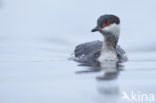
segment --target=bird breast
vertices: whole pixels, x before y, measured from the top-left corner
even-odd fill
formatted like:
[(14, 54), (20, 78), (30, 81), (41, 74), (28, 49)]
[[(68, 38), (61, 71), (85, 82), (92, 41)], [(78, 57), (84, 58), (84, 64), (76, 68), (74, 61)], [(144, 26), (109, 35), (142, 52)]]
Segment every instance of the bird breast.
---
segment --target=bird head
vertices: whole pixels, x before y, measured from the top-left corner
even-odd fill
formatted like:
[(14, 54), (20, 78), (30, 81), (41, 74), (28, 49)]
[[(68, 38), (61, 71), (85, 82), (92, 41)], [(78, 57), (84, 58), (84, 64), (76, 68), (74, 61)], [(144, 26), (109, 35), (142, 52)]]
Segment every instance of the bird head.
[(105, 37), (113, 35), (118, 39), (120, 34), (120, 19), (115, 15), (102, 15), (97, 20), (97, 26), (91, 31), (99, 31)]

What you will do: Will you return exactly the lines above from the one with "segment --target=bird breast" down to the one with "Segment every instance of the bird breast.", counting both as part of the range?

Exercise response:
segment --target=bird breast
vertices: whole pixels, x before y, measured from the top-left corner
even-odd fill
formatted like:
[(14, 54), (20, 78), (30, 81), (41, 74), (28, 49)]
[[(68, 38), (61, 71), (85, 82), (92, 41)], [(78, 57), (84, 58), (84, 64), (76, 68), (74, 61)], [(144, 26), (109, 35), (142, 52)]]
Segment every instance of the bird breast.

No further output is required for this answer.